Action	Keyboard Shortcut
Previous Section	`Ctrl + 🠘`
Next Section	`Ctrl + 🠚`
List of Subsections	`Ctrl + x`
Search	`Ctrl + Shift + F`
Open All Codes and Outputs in a Post	`Alt + 🠛`
Close All Codes and Outputs in a Post	`Alt + 🠙`

When benchmarking, the equivalence of time measures is as follows.

Unit	Acronym	Measure in Seconds
Seconds	s	1
Milliseconds	ms	10^-3
Microseconds	μs	10^-6
Nanoseconds	ns	10^-9

Links
BOOK in PDF
Dark Mode

Personal

Website

9e. Reductions

Martin Alfaro

PhD in Economics

Code Script

The scripts of this section are available here under the name allCode.jl. They've been tested under Julia 1.11.8.

Introduction

Reductions are a computational technique for operations that take a collection as their input and return a single element as their output. Such operations arise naturally in a wide range of contexts, with summary statistics as a typical example (e.g., averages, variances, or maxima of collections).

The technique involves iteratively applying an operation to pairs of elements, accumulating the results at each step until the final output is obtained. A classic example of reduction is the summation of all numeric elements in a vector. This arrives at the final result by applying the addition operator + to pairs of elements, iteratively updating the accumulated sum. The technique applied to this case is illustrated below.

x = rand(100)

foo(x) = sum(x)

Output in REPL

julia>

foo(x)

48.447

x = rand(100)

function foo(x)
    output = 0.0

    for i in eachindex(x)
        output = output + x[i]
    end

    return output
end

Output in REPL

julia>

foo(x)

48.447

x = rand(100)

function foo(x)
    output = 0.0
    
    for i in eachindex(x)
        output += x[i]
    end

    return output
end

Output in REPL

julia>

foo(x)

48.447

The last tab implements the reduction via an update operator. These operators are frequently used in reductions because they streamline notation, rewriting expressions like x = x + a in the more compact form x += a.

The main benefit of reductions is that, by operating on scalars, they don't create memory allocations. This is particularly convenient when a vector must be transformed prior to aggregating the result. For instance, if you need to compute sum(log.(x)), a reduction would avoid the allocations of the intermediate vector log.(x).

Implementing Reductions

Technically, reductions iteratively apply a binary operation to pairs of values, ultimately producing a scalar result. For a reduction to be valid, the binary operation must satisfy two mathematical properties:

Associativity: the grouping of operations doesn't affect the outcome. For example, scalar addition is associative because $(a + b) + c = a + (b + c)$.
Existence of an identity element: there exists an element that, when combined with any other element through a binary operation, leaves that element unchanged. For example, the identity element of scalar addition is $0$ because $a + 0 = a$.

The identity element serves as the initial value of the accumulator variable. [note] Strictly speaking, an identity element isn’t always required. In many cases, no natural identity exists, yet the first element of the collection can serve as the initial value. For simplicity, however, we assume the existence of an identity element as a requirement. Each operation has its own identity element, as shown in the table below.

Material provided »
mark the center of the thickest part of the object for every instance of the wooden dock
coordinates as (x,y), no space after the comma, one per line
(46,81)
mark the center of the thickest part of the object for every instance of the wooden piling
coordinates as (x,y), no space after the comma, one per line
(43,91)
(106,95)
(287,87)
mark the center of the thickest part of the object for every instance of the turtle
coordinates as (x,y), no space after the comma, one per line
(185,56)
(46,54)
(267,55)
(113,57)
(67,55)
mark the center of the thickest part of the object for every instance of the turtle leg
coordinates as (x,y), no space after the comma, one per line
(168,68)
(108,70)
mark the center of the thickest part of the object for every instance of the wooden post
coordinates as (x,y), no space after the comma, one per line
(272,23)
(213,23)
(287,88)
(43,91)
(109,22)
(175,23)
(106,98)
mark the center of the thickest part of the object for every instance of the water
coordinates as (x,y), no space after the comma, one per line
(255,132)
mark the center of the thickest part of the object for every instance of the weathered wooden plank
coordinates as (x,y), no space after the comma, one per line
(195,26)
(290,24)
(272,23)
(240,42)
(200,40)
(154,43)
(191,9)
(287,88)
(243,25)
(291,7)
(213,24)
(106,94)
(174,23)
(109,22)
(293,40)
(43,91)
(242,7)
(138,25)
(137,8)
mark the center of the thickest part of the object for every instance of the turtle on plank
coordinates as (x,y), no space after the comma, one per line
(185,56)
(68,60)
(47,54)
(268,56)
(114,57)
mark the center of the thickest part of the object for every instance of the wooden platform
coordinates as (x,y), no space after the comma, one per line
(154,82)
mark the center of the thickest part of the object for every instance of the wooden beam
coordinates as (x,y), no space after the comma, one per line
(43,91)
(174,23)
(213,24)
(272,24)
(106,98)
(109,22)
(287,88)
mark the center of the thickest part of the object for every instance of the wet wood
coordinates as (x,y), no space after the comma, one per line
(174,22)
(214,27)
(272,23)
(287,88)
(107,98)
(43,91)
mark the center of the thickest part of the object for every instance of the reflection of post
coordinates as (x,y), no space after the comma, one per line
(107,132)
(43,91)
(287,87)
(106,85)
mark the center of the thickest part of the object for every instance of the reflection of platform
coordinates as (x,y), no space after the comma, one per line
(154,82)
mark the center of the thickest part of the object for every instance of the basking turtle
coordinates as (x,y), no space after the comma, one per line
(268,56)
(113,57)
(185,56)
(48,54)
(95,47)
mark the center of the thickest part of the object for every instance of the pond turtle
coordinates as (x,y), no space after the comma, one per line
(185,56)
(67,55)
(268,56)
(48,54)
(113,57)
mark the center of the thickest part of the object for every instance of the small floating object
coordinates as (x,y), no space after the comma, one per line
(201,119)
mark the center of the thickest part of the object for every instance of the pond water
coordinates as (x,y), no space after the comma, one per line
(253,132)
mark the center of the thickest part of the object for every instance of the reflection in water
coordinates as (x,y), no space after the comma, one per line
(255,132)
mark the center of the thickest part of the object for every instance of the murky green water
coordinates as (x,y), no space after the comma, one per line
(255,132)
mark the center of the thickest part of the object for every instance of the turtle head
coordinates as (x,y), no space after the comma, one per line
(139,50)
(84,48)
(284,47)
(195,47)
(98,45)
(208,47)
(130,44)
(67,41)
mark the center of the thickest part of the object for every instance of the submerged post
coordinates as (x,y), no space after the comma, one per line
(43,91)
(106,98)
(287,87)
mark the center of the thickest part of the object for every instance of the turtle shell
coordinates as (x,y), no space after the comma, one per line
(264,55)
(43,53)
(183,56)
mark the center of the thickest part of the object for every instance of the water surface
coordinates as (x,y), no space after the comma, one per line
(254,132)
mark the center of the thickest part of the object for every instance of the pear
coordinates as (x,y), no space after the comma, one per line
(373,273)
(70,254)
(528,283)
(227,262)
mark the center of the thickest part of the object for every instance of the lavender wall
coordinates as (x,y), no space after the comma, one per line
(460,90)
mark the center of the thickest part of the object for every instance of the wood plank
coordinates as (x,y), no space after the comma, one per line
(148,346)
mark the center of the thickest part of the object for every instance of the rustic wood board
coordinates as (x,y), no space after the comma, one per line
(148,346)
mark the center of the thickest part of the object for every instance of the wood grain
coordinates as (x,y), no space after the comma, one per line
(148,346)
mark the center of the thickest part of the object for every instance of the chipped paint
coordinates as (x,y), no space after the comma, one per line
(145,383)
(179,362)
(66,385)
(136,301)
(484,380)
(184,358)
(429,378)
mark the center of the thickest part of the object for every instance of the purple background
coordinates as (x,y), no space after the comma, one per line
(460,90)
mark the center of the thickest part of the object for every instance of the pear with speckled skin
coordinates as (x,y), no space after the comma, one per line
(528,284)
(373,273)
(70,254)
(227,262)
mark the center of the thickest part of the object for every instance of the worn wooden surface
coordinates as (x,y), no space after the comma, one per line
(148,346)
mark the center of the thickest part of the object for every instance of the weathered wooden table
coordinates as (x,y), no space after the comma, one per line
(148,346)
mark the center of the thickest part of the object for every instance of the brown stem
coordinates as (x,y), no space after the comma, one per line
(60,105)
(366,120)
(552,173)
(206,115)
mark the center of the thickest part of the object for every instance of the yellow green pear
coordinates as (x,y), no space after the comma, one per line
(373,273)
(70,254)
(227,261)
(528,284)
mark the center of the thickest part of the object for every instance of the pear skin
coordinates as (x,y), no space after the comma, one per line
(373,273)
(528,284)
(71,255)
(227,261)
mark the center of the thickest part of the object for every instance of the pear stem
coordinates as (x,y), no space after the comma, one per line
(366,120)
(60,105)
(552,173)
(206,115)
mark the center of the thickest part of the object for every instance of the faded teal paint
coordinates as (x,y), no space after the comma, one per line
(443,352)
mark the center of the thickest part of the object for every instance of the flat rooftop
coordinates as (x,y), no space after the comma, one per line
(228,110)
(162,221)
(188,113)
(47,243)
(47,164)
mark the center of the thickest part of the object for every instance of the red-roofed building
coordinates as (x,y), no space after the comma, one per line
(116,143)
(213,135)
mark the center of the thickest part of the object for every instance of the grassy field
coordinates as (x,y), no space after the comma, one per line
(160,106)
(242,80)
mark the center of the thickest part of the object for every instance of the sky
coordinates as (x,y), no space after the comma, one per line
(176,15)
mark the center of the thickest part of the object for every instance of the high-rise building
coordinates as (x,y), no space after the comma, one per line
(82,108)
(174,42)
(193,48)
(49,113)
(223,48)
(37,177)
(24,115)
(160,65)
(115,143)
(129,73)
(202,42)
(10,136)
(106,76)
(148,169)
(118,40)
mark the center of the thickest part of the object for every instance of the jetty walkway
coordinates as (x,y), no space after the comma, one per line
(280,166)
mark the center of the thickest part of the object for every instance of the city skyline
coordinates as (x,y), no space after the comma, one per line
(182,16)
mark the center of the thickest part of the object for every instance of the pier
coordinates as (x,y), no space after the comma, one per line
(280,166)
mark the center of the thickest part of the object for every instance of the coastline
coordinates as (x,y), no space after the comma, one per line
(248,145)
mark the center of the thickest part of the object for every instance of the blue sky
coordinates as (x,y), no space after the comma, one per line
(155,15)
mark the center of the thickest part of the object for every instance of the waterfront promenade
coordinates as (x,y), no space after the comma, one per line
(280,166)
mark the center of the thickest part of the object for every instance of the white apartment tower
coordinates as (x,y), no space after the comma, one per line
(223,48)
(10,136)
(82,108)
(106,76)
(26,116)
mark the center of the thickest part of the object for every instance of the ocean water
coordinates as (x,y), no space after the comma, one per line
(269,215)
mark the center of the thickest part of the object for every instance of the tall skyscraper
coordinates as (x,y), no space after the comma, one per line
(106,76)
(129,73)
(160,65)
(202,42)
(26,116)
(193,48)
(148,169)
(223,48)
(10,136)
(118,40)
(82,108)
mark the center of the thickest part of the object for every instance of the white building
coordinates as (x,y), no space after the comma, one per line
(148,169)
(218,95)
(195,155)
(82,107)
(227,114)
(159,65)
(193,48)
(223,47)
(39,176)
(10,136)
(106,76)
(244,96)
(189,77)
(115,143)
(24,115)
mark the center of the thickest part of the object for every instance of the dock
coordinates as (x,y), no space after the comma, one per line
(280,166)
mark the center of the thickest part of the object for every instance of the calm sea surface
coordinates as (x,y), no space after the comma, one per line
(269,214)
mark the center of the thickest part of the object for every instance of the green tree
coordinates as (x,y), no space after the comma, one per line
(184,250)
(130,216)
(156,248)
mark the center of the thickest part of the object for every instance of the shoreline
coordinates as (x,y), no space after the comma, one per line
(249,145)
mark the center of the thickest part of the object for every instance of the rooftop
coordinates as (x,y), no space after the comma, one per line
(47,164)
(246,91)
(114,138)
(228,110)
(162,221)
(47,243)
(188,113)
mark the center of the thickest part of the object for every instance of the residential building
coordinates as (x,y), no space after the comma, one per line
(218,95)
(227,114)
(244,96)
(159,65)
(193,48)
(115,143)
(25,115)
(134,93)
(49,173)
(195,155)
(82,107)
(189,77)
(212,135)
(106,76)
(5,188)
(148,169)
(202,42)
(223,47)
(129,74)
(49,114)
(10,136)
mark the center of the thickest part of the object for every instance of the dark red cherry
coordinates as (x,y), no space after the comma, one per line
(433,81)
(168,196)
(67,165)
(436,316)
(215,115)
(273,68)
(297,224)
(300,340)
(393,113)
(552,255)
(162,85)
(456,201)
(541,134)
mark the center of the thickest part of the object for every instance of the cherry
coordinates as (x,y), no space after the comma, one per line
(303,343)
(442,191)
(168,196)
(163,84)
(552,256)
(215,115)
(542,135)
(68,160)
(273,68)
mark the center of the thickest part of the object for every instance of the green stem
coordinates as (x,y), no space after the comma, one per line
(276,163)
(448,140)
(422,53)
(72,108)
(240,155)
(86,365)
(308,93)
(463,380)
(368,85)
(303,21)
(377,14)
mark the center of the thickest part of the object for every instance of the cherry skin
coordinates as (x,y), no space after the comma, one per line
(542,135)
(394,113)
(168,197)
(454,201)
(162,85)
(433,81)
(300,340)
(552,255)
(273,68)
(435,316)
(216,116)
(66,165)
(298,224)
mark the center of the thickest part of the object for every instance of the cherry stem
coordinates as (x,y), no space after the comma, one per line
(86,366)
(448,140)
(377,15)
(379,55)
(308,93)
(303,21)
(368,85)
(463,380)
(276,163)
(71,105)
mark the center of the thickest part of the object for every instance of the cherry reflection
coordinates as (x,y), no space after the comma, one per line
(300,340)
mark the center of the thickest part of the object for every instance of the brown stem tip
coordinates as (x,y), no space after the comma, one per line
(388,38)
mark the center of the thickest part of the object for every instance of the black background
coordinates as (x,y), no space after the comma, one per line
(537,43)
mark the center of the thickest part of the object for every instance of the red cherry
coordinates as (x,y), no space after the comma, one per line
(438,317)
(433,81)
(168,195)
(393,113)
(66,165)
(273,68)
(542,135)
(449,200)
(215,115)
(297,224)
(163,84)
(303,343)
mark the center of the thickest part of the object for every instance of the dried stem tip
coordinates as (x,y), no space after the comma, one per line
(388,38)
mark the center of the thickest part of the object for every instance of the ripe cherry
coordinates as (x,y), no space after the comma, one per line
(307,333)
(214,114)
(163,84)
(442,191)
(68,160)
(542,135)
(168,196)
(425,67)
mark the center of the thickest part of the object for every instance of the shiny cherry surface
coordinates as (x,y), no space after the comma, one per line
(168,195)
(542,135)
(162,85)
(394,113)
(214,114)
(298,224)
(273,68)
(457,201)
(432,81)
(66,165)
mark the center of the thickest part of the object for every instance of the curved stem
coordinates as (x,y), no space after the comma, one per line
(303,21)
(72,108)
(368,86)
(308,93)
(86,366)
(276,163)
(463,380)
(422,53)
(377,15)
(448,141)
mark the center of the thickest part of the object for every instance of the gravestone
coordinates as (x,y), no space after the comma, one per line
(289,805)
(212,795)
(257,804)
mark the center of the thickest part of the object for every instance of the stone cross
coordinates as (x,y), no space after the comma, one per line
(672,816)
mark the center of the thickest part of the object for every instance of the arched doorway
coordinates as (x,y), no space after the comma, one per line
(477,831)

Instructions for the task »
Write out everything in the passage on reductions from "Martin Alfaro" down to "under Julia 1.11.8.", word for word.

Solution to the problem »
Martin Alfaro

PhD in Economics

Code Script

The scripts of this section are available here under the name allCode.jl. They've been tested under Julia 1.11.8.